**EXERCISE SET**
1 - Extract the passage of the year 935 entry between "Year 935 (CMXXXV)" and "some 8,000 prisoners.", inclusive, copying it word for word.
2 - List every city that the year 935 entry identifies as a capital.

Year 935 (CMXXXV) was a common year starting on Thursday of the Julian calendar.

== Events ==

=== By place ===

==== Europe ====
- Spring - Arnulf I ("the Bad") of Bavaria invades Italy, crossing through the Upper Adige (modern Tyrol). He proceeds towards Verona to join his supporters. King Hugh of Provence takes a Burgundian army against him, and defeats Arnulf at Gossolengo, forcing him to return to Bavaria.
- Summer - Fatimid caliph al-Qa'im dispatches a naval expedition under Ya'qub ibn Ishaq al-Tamimi to raid the coast of Provence and Liguria, sacking Genoa on 16 August and attacking Pisa. Ya'qub also raids Corsica and Sardinia before returning to Mahdia with some 8,000 prisoners.
- September 28 (probable year) - Wenceslaus I, Duke of Bohemia (the subject of the 1853 Christmas carol "Good King Wenceslas") is murdered by a group of nobles led by his brother Boleslaus I ("the Cruel"), who succeeds him.
- Córdoba, capital of Al-Andalus, becomes the largest city of the world, taking the lead from Baghdad, capital of the Abbasid Caliphate.

==== Africa ====
- Summer - Muhammad ibn Tughj al-Ikhshid is appointed governor and becomes the ruler of Egypt and parts of Syria (or the Levant). He launches a campaign against his rival Ahmad ibn Kayghalagh by land and sea: the naval forces take Tinnis and ibn Kayghalagh is forced to retreat. Ibn Tughj enters Fustat, making it his capital, and founds the Ikhshidid dynasty, marking Egypt's independence as an autonomous state.

**ENTRIES SHOWN**
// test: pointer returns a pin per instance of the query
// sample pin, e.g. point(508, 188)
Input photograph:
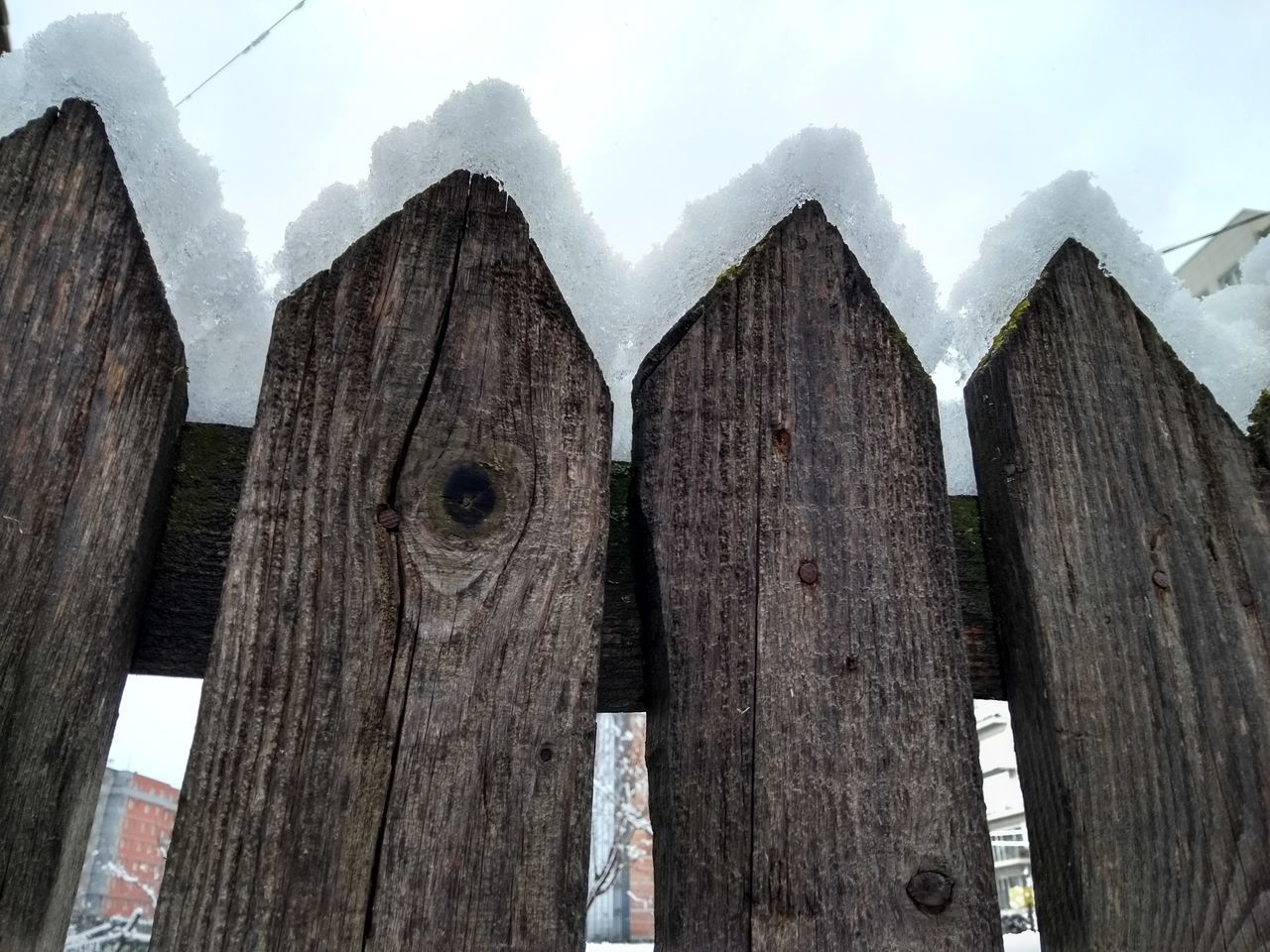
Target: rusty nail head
point(930, 890)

**SOLUTIONS TO THE TASKS**
1 -
Year 935 (CMXXXV) was a common year starting on Thursday of the Julian calendar.

== Events ==

=== By place ===

==== Europe ====
- Spring - Arnulf I ("the Bad") of Bavaria invades Italy, crossing through the Upper Adige (modern Tyrol). He proceeds towards Verona to join his supporters. King Hugh of Provence takes a Burgundian army against him, and defeats Arnulf at Gossolengo, forcing him to return to Bavaria.
- Summer - Fatimid caliph al-Qa'im dispatches a naval expedition under Ya'qub ibn Ishaq al-Tamimi to raid the coast of Provence and Liguria, sacking Genoa on 16 August and attacking Pisa. Ya'qub also raids Corsica and Sardinia before returning to Mahdia with some 8,000 prisoners.

2 -
- Córdoba, capital of Al-Andalus
- Baghdad, capital of the Abbasid Caliphate
- Fustat, made his capital by Muhammad ibn Tughj al-Ikhshid